Page:Popular Science Monthly Volume 20.djvu/592

From Wikisource
Jump to navigation Jump to search
This page has been proofread, but needs to be validated.

Mr. William H. Johnson, B. Sc, has described before the Manchester Literary and Philosophical Society, a series of experiments in the electrical resistance of iron and steel wire, from which he has drawn the conclusion that the amount of that resistance is a measure of the resistance of the iron or steel to tensile strain, and of the amount of combined carbon, sulphur, silicon, and phosphorus it contains.

The course of instruction in natural history of the Academy of Natural Sciences, of Philadelphia, which was begun in the spring of 1881, was resumed for the present winter in the first week in January. Courses of from twenty-five to thirty lectures each will be given, with practical demonstrations in the laboratory, on "Physiography and Invertebrate Paleontology," by Professor Angelo Heilprin, and on "Mineralogy," by Professor Henry Carvill Lewis. Professor Heilprin's lectures embrace general considerations relative to various features of the earth's structure and history, and the geological and geographical distribution of past and present life, with special attention in the latter half to practical paleontological demonstrations and advanced instructions. Practical work, including the methods of distinguishing minerals by their external and chemical characters, and blow-pipe analysis, is a regular feature of Professor Lewis's lectures.

● Data under study
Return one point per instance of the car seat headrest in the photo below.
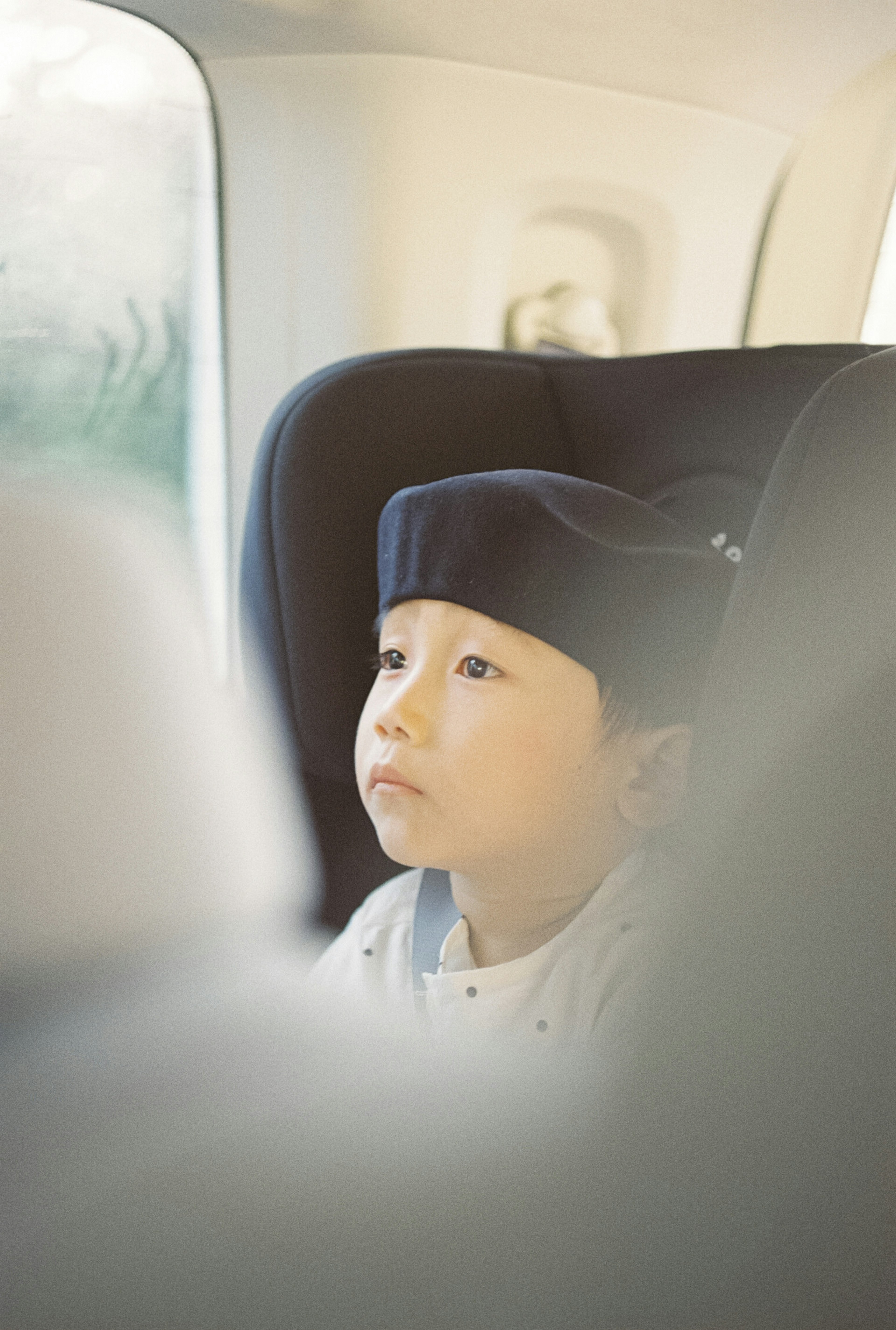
(812, 626)
(141, 803)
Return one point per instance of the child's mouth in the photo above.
(387, 780)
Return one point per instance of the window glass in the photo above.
(879, 326)
(110, 307)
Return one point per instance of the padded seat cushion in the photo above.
(696, 433)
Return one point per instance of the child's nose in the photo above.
(406, 713)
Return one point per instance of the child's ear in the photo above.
(656, 783)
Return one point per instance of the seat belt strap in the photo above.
(434, 918)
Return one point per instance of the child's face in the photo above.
(480, 744)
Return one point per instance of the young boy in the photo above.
(543, 646)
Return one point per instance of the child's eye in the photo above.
(389, 660)
(474, 667)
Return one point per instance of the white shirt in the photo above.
(563, 989)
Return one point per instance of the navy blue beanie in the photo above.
(602, 576)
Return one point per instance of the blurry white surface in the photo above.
(141, 801)
(564, 316)
(823, 240)
(879, 324)
(375, 201)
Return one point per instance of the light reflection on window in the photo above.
(110, 302)
(879, 326)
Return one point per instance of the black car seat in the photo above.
(696, 433)
(770, 1017)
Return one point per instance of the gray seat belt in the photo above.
(434, 918)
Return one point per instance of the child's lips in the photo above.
(387, 780)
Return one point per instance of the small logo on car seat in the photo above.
(733, 552)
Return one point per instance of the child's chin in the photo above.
(405, 849)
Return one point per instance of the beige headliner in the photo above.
(773, 62)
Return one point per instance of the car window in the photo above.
(110, 311)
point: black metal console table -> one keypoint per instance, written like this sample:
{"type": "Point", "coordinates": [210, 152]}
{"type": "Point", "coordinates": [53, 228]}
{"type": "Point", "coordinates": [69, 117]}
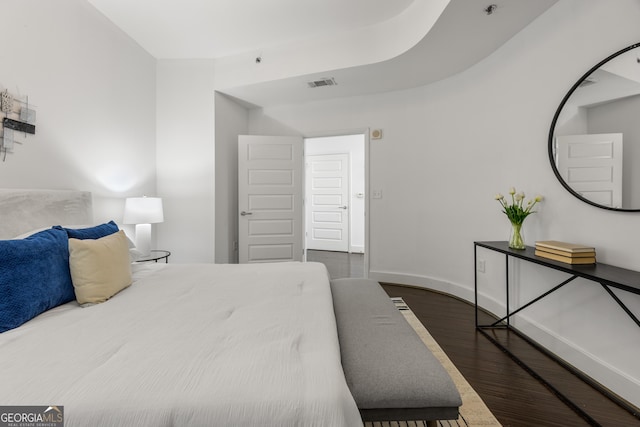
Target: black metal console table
{"type": "Point", "coordinates": [606, 275]}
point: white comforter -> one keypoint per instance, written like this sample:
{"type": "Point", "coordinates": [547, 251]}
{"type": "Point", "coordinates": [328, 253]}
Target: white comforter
{"type": "Point", "coordinates": [188, 345]}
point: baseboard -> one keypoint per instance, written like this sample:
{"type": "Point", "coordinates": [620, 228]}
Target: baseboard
{"type": "Point", "coordinates": [621, 384]}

● What this exercise asks
**a)** Decide whether each statement below agrees with the Popular Science Monthly excerpt: (i) the natural history course at the Academy of Natural Sciences resumed in the first week in January; (ii) William H. Johnson described his experiments before the Royal Society; (iii) blow-pipe analysis is a regular feature of Professor Heilprin's lectures. For each one, answer yes or no and quote the deciding words of the excerpt.
**b)** Print the part of the Popular Science Monthly excerpt from "From Wikisource" up to and including "phosphorus it contains.".
**c)** Give what follows the final sentence of the Popular Science Monthly excerpt.

● Responses per task
**a)**
(i) Yes: "was resumed for the present winter in the first week in January"
(ii) No: "has described before the Manchester Literary and Philosophical Society"
(iii) No: "and blow-pipe analysis, is a regular feature of Professor Lewis's lectures"

**b)**
From Wikisource
Jump to navigation Jump to search
This page has been proofread, but needs to be validated.

Mr. William H. Johnson, B. Sc, has described before the Manchester Literary and Philosophical Society, a series of experiments in the electrical resistance of iron and steel wire, from which he has drawn the conclusion that the amount of that resistance is a measure of the resistance of the iron or steel to tensile strain, and of the amount of combined carbon, sulphur, silicon, and phosphorus it contains.

**c)**
Mr. Frederick Curry, an English botanist, distinguished chiefly for his studies of the fungi, died September 8th, aged sixty-two years. He had been Secretary, and was at the time of his death Vice-President and Treasurer of the Linnæan Society. His valuable collection of fungi is to be presented to the museum at Kew.

Professor J. P. Wickersham having been commissioned by the National Educational Association to inquire into the efficiency of education as a preventive of crime, reports that in the prisons of Pennsylvania, the colleges and high-schools are most insignificantly and the fairly educated classes only moderately represented, while one sixth of the crime of the State is committed by the wholly illiterate, who constitute only one thirtieth part of the population. He further concludes that about one third of the crime is committed by persons practically illiterate, mid that the proportion of criminals among the illiterate is about ten times as great as among those who have been instructed in the elements of a common-school education or beyond.

M. Pasteur has succeeded in communicating rabies by inoculation from the brain of a dog dead with the disease. He has also found that by trephining a healthy dog and placing in contact with its brain cerebral tissue from an infected animal, not only is the disease communicated with certainty, but the incubative period is in every case reduced to a few days.

The Surgeon-General of the United States Army reports that the proportion of cases on the sick list of the army last year was 1,768 per thousand of mean strength among the white troops, and 1,984 per thousand among the colored troops. The average number at one time was 44 per thousand of white, and 45 per thousand of colored troops. About one sixth of the number of white and less than one seventh of the colored sick were cases of wounds, accidents, and injuries. The proportions of deaths to cases treated were 1 to 190 among the whites, and 1 to 97 among the colored troops.

M. Fatio explains the theory of disinfection by sulphurous acid by remarking that the vapors of the acid act in two ways on all organisms that depend on oxygen for life, viz., by asphyxiating them through suppression of that element, and by gradually burning them interiorly, the acid being dissolved in their humors or aqueous parts.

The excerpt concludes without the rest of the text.